╭──

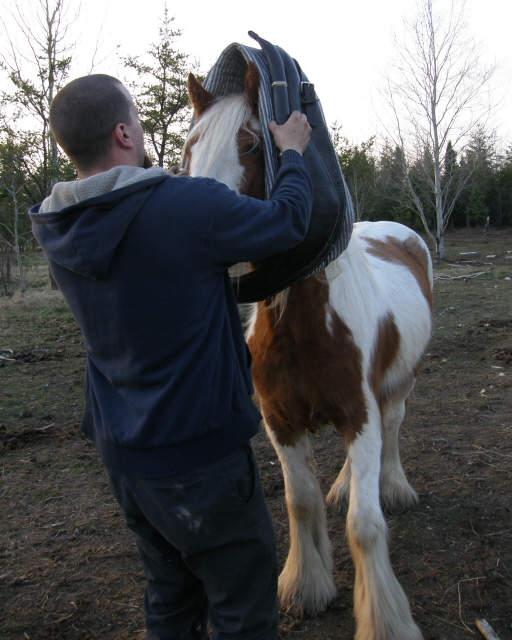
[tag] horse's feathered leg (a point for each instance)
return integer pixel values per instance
(380, 605)
(395, 490)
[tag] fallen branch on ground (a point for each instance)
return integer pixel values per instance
(442, 276)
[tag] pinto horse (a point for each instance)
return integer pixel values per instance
(342, 348)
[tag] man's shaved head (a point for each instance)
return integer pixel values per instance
(84, 114)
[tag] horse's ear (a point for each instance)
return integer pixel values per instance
(252, 85)
(199, 96)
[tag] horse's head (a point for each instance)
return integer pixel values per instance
(225, 142)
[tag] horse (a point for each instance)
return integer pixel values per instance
(342, 348)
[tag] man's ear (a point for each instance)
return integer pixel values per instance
(199, 96)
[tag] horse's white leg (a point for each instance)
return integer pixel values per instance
(306, 583)
(340, 490)
(380, 605)
(396, 492)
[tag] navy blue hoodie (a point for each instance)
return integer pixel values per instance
(144, 270)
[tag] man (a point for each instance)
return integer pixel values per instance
(142, 260)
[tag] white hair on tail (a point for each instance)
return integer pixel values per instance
(214, 140)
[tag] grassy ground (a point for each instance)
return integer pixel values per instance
(68, 568)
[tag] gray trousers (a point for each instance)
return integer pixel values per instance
(208, 549)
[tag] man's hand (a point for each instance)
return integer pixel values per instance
(293, 134)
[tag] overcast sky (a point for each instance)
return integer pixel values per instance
(343, 47)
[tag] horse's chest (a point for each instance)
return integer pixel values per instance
(307, 374)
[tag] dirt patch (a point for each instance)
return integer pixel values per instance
(68, 567)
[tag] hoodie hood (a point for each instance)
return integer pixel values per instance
(81, 223)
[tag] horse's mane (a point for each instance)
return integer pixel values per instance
(215, 137)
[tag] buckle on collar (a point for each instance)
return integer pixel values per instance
(307, 90)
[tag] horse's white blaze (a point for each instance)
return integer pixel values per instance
(378, 306)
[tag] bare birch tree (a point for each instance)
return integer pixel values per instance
(437, 92)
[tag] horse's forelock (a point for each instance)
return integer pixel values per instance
(214, 140)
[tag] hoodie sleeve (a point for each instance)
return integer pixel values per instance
(243, 229)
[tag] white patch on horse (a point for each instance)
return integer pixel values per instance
(193, 522)
(376, 305)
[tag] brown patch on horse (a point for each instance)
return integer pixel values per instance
(384, 354)
(250, 152)
(307, 369)
(199, 96)
(409, 253)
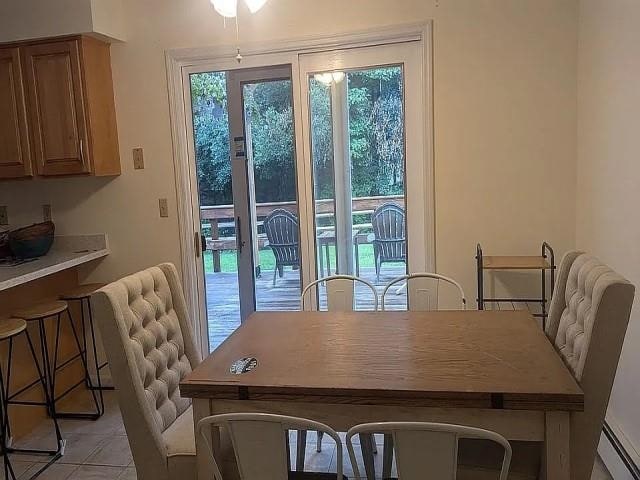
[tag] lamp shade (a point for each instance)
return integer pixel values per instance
(226, 8)
(255, 5)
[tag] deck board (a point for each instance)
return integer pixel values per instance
(223, 298)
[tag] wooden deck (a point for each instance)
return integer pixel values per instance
(223, 309)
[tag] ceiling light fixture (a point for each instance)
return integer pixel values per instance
(229, 8)
(226, 8)
(255, 5)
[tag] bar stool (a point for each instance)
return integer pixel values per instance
(82, 295)
(55, 310)
(10, 328)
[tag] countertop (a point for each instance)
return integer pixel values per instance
(67, 252)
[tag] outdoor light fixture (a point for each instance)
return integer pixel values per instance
(229, 8)
(327, 78)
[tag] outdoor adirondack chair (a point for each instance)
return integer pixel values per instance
(281, 228)
(389, 238)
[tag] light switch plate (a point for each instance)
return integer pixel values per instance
(164, 207)
(46, 213)
(4, 215)
(138, 159)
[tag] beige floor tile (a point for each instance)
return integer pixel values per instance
(56, 471)
(19, 467)
(93, 472)
(113, 451)
(129, 474)
(80, 447)
(600, 472)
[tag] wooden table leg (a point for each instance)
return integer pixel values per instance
(301, 448)
(321, 258)
(215, 234)
(201, 409)
(366, 445)
(556, 446)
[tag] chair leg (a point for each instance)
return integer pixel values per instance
(366, 444)
(387, 456)
(301, 447)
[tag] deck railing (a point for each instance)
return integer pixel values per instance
(214, 216)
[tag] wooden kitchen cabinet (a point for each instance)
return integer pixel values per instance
(15, 151)
(71, 121)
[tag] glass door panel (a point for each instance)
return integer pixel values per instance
(358, 157)
(210, 117)
(243, 137)
(269, 133)
(364, 122)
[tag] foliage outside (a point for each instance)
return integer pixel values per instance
(375, 133)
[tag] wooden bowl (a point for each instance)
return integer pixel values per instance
(32, 241)
(5, 251)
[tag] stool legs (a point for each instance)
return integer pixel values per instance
(82, 353)
(4, 421)
(9, 399)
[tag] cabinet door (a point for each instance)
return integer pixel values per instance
(15, 153)
(56, 108)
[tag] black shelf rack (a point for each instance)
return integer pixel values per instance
(545, 263)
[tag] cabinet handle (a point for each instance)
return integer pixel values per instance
(239, 241)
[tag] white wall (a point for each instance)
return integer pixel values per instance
(608, 169)
(27, 19)
(505, 123)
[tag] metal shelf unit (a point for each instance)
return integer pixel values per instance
(545, 263)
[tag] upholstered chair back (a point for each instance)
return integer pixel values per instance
(150, 347)
(587, 323)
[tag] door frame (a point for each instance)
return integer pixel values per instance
(181, 62)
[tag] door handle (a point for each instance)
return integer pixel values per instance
(239, 241)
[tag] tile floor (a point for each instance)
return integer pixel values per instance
(100, 451)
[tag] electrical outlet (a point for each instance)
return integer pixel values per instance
(164, 208)
(138, 159)
(4, 215)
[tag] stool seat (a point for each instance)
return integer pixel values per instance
(81, 291)
(42, 310)
(10, 327)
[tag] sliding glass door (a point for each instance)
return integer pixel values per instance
(363, 137)
(243, 140)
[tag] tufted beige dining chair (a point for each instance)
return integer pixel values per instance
(150, 347)
(587, 323)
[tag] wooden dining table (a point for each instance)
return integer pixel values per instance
(489, 369)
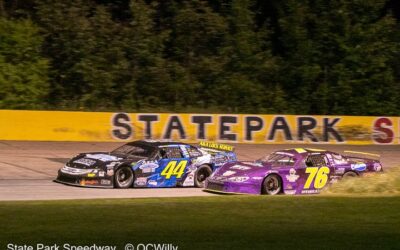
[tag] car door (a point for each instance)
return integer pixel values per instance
(173, 164)
(316, 173)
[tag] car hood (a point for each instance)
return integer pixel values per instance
(99, 160)
(242, 169)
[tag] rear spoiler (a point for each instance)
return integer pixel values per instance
(216, 146)
(364, 154)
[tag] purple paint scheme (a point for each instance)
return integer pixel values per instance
(291, 171)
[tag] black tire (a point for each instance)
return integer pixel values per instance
(202, 173)
(350, 174)
(272, 185)
(123, 177)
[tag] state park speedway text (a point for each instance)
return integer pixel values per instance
(67, 246)
(192, 128)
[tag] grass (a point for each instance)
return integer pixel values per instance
(387, 183)
(222, 222)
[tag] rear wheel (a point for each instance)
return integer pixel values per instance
(123, 177)
(272, 185)
(202, 173)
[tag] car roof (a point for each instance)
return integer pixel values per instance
(154, 143)
(296, 151)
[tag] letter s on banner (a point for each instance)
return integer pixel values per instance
(122, 128)
(383, 131)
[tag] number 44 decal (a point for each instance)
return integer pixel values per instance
(319, 175)
(172, 169)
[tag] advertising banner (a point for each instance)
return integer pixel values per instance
(191, 128)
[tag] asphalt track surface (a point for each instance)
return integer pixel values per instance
(27, 169)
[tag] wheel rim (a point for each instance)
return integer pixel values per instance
(124, 176)
(202, 175)
(272, 185)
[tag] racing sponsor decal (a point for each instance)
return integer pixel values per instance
(215, 145)
(292, 177)
(377, 167)
(85, 182)
(105, 182)
(310, 191)
(110, 172)
(228, 173)
(339, 170)
(240, 167)
(141, 181)
(102, 157)
(85, 161)
(148, 166)
(174, 168)
(359, 166)
(189, 180)
(317, 176)
(152, 183)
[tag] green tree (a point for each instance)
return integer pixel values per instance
(338, 57)
(23, 71)
(250, 82)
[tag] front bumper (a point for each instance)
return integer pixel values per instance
(84, 180)
(232, 187)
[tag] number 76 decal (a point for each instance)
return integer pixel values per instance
(319, 175)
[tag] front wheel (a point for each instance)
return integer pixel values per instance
(202, 173)
(123, 177)
(272, 185)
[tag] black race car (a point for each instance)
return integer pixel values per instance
(147, 164)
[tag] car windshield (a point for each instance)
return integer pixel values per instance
(134, 150)
(278, 159)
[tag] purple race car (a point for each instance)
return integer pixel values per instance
(291, 171)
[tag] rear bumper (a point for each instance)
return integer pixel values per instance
(84, 181)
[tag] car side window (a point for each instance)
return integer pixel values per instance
(173, 152)
(318, 160)
(194, 152)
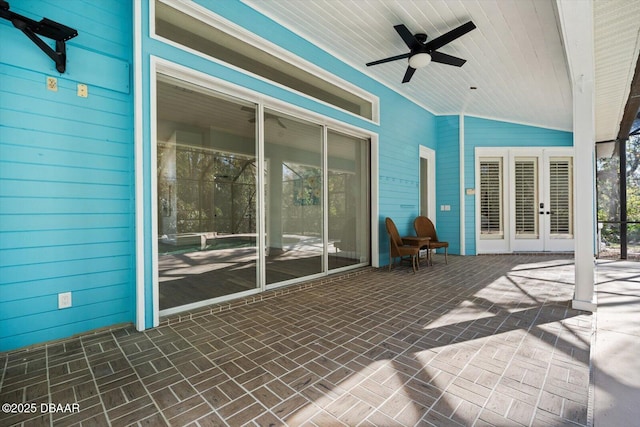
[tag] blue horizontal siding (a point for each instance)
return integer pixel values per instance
(66, 176)
(448, 181)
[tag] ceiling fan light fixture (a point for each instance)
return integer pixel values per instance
(419, 60)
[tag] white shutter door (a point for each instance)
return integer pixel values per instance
(526, 198)
(561, 198)
(491, 224)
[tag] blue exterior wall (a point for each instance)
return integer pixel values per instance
(448, 181)
(66, 175)
(480, 132)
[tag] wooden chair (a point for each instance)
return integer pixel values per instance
(397, 248)
(425, 228)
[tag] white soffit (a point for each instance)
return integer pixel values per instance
(617, 43)
(514, 57)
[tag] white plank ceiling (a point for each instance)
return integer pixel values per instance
(515, 56)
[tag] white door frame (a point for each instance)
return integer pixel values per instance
(430, 156)
(508, 243)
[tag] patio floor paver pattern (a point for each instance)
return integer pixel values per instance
(487, 340)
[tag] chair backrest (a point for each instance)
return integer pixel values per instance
(425, 228)
(394, 236)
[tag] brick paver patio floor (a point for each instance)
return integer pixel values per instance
(487, 340)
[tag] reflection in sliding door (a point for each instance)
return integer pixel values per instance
(348, 204)
(206, 194)
(295, 246)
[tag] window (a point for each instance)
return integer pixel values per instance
(254, 56)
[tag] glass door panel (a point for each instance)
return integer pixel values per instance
(294, 198)
(526, 198)
(348, 201)
(560, 233)
(206, 194)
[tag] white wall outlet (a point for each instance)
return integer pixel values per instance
(52, 84)
(83, 92)
(64, 300)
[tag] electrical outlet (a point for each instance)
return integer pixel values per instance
(64, 300)
(52, 84)
(83, 92)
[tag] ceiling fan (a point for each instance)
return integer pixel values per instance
(422, 51)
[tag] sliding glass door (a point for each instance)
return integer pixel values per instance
(206, 194)
(293, 149)
(348, 199)
(249, 198)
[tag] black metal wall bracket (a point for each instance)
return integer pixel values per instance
(46, 28)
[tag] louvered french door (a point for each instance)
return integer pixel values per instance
(541, 201)
(524, 200)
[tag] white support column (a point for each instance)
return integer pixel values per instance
(576, 21)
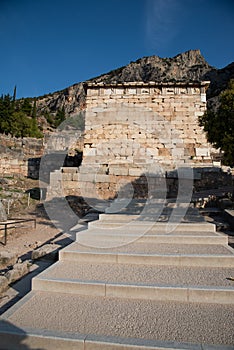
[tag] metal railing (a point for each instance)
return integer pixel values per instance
(12, 223)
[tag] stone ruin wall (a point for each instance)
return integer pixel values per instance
(20, 156)
(131, 128)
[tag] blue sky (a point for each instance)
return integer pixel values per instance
(47, 45)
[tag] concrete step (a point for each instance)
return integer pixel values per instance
(101, 237)
(153, 254)
(59, 321)
(151, 226)
(191, 284)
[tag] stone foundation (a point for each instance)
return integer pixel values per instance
(137, 131)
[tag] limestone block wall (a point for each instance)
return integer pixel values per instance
(20, 155)
(134, 130)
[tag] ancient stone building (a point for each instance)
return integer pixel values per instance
(134, 129)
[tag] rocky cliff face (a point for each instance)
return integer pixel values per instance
(187, 66)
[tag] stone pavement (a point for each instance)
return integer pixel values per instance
(131, 282)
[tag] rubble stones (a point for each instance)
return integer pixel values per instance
(48, 250)
(7, 259)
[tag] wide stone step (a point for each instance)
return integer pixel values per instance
(100, 237)
(205, 285)
(154, 254)
(59, 321)
(152, 226)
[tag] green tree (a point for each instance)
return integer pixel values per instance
(219, 125)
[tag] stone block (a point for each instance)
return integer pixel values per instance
(7, 259)
(136, 171)
(102, 178)
(118, 170)
(19, 270)
(87, 177)
(50, 251)
(3, 284)
(202, 152)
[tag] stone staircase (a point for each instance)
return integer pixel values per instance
(128, 282)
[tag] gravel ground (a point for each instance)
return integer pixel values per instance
(141, 274)
(182, 322)
(153, 248)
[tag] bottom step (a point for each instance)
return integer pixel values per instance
(64, 321)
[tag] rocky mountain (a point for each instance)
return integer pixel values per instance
(187, 66)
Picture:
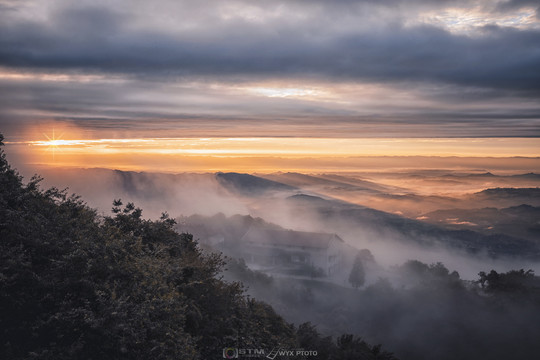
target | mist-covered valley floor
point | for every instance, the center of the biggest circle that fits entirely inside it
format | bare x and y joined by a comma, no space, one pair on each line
432,264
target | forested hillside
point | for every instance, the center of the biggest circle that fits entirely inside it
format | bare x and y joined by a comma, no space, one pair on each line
76,285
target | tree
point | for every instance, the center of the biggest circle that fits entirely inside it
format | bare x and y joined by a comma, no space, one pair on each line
357,277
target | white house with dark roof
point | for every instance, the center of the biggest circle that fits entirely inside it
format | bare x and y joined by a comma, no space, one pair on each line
288,248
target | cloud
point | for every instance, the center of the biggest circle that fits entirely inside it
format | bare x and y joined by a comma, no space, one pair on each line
370,67
101,40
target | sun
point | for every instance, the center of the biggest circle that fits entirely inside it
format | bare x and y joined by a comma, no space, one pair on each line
53,142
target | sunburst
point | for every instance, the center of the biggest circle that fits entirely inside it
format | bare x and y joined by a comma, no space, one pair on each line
53,142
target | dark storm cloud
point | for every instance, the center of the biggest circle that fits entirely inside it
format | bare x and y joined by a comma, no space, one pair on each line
100,40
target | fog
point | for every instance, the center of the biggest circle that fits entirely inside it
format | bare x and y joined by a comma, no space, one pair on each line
419,276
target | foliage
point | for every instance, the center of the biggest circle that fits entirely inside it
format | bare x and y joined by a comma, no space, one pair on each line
76,285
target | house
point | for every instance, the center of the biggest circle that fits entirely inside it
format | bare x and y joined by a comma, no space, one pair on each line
288,249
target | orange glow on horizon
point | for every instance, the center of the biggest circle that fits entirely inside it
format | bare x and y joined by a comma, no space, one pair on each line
260,154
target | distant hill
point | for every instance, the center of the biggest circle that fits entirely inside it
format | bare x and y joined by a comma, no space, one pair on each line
249,184
521,221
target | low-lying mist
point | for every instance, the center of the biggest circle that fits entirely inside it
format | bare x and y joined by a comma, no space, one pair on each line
425,291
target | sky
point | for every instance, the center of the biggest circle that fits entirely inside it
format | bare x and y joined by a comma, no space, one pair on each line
284,79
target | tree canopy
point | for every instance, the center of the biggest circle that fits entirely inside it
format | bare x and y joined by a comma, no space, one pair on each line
76,285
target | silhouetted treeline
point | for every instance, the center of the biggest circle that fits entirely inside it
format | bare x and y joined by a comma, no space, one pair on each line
420,312
76,285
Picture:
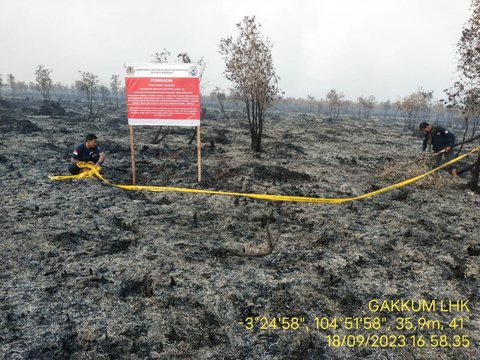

╰──

WHAT THIS TASK INVOLVES:
What you return should be only the exact lines from the top of the entries through the line with "[tag] pinto horse (a point for each instance)", minus the pictures.

RESPONSE BELOW:
[tag] horse's feathered leg (a point for each instance)
return integer pixel values per instance
(380, 605)
(395, 490)
[tag] fallen branch on ground (a point for each instance)
return integer pixel values per instance
(442, 276)
[tag] pinto horse (a point for each instance)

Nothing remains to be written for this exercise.